> [Questions]:
1 - In the piece about the Shree Ganeshai Hotel, what are the stacks in the dawn photograph part of?
2 - Extend the piece about the Shree Ganeshai Hotel, picking up right after its final sentence.

> [Excerpt to read]:

####################

SHREE GANESHAI HOTEL – 68 6th ST.

One month at the Sai was all I could take. Two hotels later, I settled at the Shree Ganeshai. The title of this image is derived from the name of the hotel. Many centuries ago Sanskrit scholars began their writings with an invocation to God, usually the one their family worshiped. One such invocation, to Ganesh, was Shree ganeshaya namah. In the Hindu pantheon, Ganesh is the elephant-headed god who brought writing to the world by breaking off one of his tusks to use as a pen, the god of wisdom and auspicious beginnings. Over time the invocation came to be used before starting any activity and was gradually shortened until shree ganesh sufficed as a prayer for an auspicious beginning. The phrase is used today before any beginning, whether it is a meal, a journey or a task. During my stay at the Shree Ganeshai, I found comfort in the knowledge that my home was an endless prayer to Ganesh for a bright and beneficent new beginning.

View from My Old Room

VIEW FROM MY OLD ROOM, SHREE GANESHAI HOTEL

Same Room, Different View

SAME ROOM, DIFFERENT VIEW

My old room

INSIDE THE SHREE GANESHAI

A corner of my old room, showing the never-empty pot of Life’s elixir.

Dawn - Rain’s End

Dawn - Rain's End

(VANTAGE POINT: SHREE GANESHAI HOTEL – 68 6th ST.)

As an insomniac, one of my perks is getting to see a lot of beautiful sunrises. I captured this one while seated at my computer one spring morning after a night of heavy rain. On the far left is a corner of the Hillsdale Hotel. The stacks are part of a PG&E steam plant on Jessie Street.

Island Out of Time

Island Out of Time

HILLSDALE HOTEL – 51 6th ST.

I find poignant beauty in buildings most people consider lowly, squalid eyesores. These old hotels have an archetypal quality that stirs my blood and attracts me like a magnet. So many people, so many stories, so much living has taken place within their walls.  How can you not feel it? We are far too willing to dispose of anything that is old just because we are told that new things are somehow better. I would ask why we are being told this.  Who, really, is the beneficiary when we destroy our history?

####################

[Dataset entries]

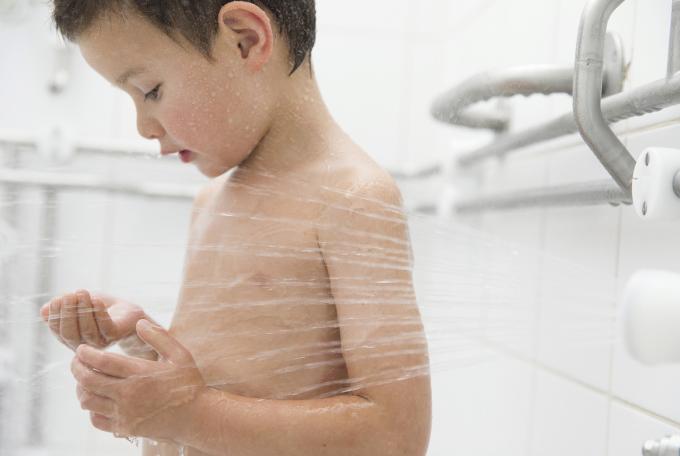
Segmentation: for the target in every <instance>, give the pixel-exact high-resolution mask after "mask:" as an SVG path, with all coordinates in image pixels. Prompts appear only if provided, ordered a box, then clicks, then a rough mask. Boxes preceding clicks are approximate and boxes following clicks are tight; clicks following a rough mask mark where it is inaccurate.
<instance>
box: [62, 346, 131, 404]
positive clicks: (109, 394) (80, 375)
mask: <svg viewBox="0 0 680 456" xmlns="http://www.w3.org/2000/svg"><path fill="white" fill-rule="evenodd" d="M71 373H73V377H75V379H76V381H77V382H78V383H80V385H82V387H83V389H85V390H86V391H88V392H90V393H95V394H98V395H100V396H104V397H107V398H110V399H112V398H114V397H115V396H116V391H117V387H118V385H119V383H120V379H117V378H115V377H111V376H109V375H106V374H102V373H101V372H97V371H95V370H92V369H90V368H89V367H87V366H86V365H85V364H83V363H82V362H81V361H80V359H78V357H77V356H76V357H74V358H73V361H72V362H71Z"/></svg>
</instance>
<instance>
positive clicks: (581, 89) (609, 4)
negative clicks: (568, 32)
mask: <svg viewBox="0 0 680 456" xmlns="http://www.w3.org/2000/svg"><path fill="white" fill-rule="evenodd" d="M624 1H625V0H591V1H590V2H589V3H588V4H587V5H586V8H585V10H584V11H583V16H582V18H581V24H580V26H579V35H578V41H577V44H576V71H575V78H574V117H575V119H576V125H577V127H578V129H579V132H580V133H581V137H583V140H584V141H585V142H586V144H588V147H590V149H591V150H592V151H593V152H594V153H595V156H596V157H597V158H598V160H600V162H601V163H602V165H604V167H605V168H606V169H607V171H608V172H609V174H610V175H611V176H612V177H613V178H614V180H615V181H616V183H617V184H618V185H619V186H620V187H621V188H622V189H623V191H624V192H626V194H627V195H632V186H633V170H634V169H635V159H634V158H633V156H632V155H631V154H630V152H628V149H626V146H624V145H623V143H622V142H621V141H620V140H619V138H618V137H617V136H616V135H615V134H614V132H613V131H612V129H611V128H610V127H609V123H608V122H607V120H606V119H605V117H604V114H603V113H602V83H603V82H602V78H603V72H604V41H605V35H606V30H607V24H608V22H609V18H610V17H611V15H612V13H613V12H614V11H615V10H616V8H618V7H619V6H620V5H621V4H622V3H623V2H624Z"/></svg>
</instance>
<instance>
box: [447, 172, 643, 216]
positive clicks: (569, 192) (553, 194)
mask: <svg viewBox="0 0 680 456" xmlns="http://www.w3.org/2000/svg"><path fill="white" fill-rule="evenodd" d="M630 203H631V200H630V196H629V195H627V194H626V193H625V192H624V191H623V190H622V189H621V188H619V187H618V186H617V185H616V184H614V183H613V182H611V181H609V180H606V181H597V182H588V183H581V184H572V185H564V186H559V187H547V188H538V189H531V190H521V191H517V192H510V193H504V194H499V195H490V196H486V197H481V198H474V199H470V200H467V201H463V202H460V203H457V204H456V205H455V210H456V211H457V212H458V213H460V214H469V213H474V212H481V211H488V210H513V209H524V208H531V207H567V206H596V205H599V204H612V205H620V204H630Z"/></svg>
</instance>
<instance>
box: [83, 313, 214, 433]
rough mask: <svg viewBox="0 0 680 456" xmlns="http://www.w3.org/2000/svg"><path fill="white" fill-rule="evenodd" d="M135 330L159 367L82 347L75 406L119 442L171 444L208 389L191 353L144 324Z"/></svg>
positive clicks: (154, 363) (140, 322) (138, 327)
mask: <svg viewBox="0 0 680 456" xmlns="http://www.w3.org/2000/svg"><path fill="white" fill-rule="evenodd" d="M137 328H138V336H139V337H140V338H141V339H142V340H144V341H145V342H146V343H147V344H148V345H149V346H151V347H153V349H154V350H156V351H157V352H158V353H159V354H160V355H161V357H162V358H161V361H148V360H143V359H138V358H131V357H127V356H123V355H118V354H115V353H108V352H104V351H100V350H96V349H93V348H90V347H87V346H81V347H79V348H78V350H77V351H76V356H75V358H73V362H72V363H71V371H72V372H73V375H74V377H75V379H76V381H77V382H78V386H77V395H78V400H79V401H80V404H81V407H82V408H83V409H84V410H88V411H89V412H90V420H91V422H92V424H93V425H94V426H95V427H96V428H97V429H100V430H102V431H105V432H111V433H113V434H114V435H116V436H118V437H146V438H150V439H154V440H167V441H172V440H173V437H176V435H177V432H178V430H179V429H181V428H182V426H185V425H186V423H185V420H186V419H187V415H188V410H189V409H190V408H191V406H192V402H193V401H194V399H196V398H197V397H198V396H199V395H200V394H201V393H202V392H204V391H206V390H207V386H206V384H205V381H204V380H203V377H202V375H201V373H200V371H199V369H198V367H197V365H196V362H195V361H194V359H193V357H192V356H191V354H190V353H189V351H188V350H187V349H186V348H185V347H184V346H182V345H181V344H180V343H179V342H178V341H177V340H176V339H174V338H173V337H172V336H171V335H170V334H169V333H168V332H167V331H166V330H164V329H163V328H160V327H158V326H155V325H152V324H149V323H148V322H147V321H140V322H139V325H138V327H137Z"/></svg>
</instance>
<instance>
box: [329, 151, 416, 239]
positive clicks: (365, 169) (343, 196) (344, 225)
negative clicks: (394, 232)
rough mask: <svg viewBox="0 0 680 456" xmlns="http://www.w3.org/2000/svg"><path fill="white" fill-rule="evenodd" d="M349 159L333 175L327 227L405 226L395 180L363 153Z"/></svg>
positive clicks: (388, 174)
mask: <svg viewBox="0 0 680 456" xmlns="http://www.w3.org/2000/svg"><path fill="white" fill-rule="evenodd" d="M348 158H349V159H348V160H345V161H344V163H340V164H338V166H336V167H335V169H334V170H333V175H332V176H329V179H328V182H329V184H328V185H327V188H329V192H327V194H328V197H327V200H326V207H325V208H324V211H323V219H324V222H325V223H324V224H323V225H324V226H327V227H337V228H340V227H342V226H345V227H351V228H354V229H361V230H366V231H372V230H378V231H383V230H389V229H394V228H395V226H399V227H401V226H403V225H404V224H405V220H406V217H405V214H404V210H403V202H402V195H401V192H400V190H399V187H398V186H397V184H396V182H395V181H394V178H393V177H392V176H391V175H390V174H389V173H388V172H387V171H386V170H384V169H383V168H381V167H380V166H379V165H378V164H376V163H375V162H374V161H373V160H372V159H371V158H370V157H368V156H367V155H363V153H362V154H353V155H351V156H349V157H348Z"/></svg>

####################

> [Responses by item number]:
1 - A PG&E steam plant on Jessie Street.

2 -
My Back Yard

My Back Yard

(VANTAGE POINT: SHREE GANESHAI HOTEL – 68 6th ST.)

What I like most about this image are the windows to inner worlds. The closest building, of which just a corner is visible, is the Lawrence Hotel. Directly behind it is the Seneca Hotel. The rear wall of Fascination can be seen peeking over the roof line of the Lawrence, just before it intersects with the edge of the Seneca. The phallic structure in the background is the McAllister Tower. What appears to be a platform for an artillery turret is framework that once supported a rooftop water tank. Many of the older buildings in San Francisco have still-functioning water tanks, built in response to the devastation caused by the conflagration following the 1906 earthquake.

SoMa Sunset

SoMa Sunset

(VANTAGE POINT: SHREE GANESHAI HOTEL – 68 6th ST.)

Beginning toward the east with Island Out of Time, followed by My Back Yard looking northwest, this photo of the western skyline is the final frame of my rooftop panorama.

Dentils of Metal

Dentils of Metal

SUNNYSIDE & MINNA LEE HOTELS – 135 & 149 6th ST.

The box-like components of a cornice are called dentils. While their size and shape may vary, they are always symmetrical and look like long rows of evenly spaced teeth, from which their name is derived.

A Lost Art

A Lost Art

SUNSET HOTEL – 161 6th ST.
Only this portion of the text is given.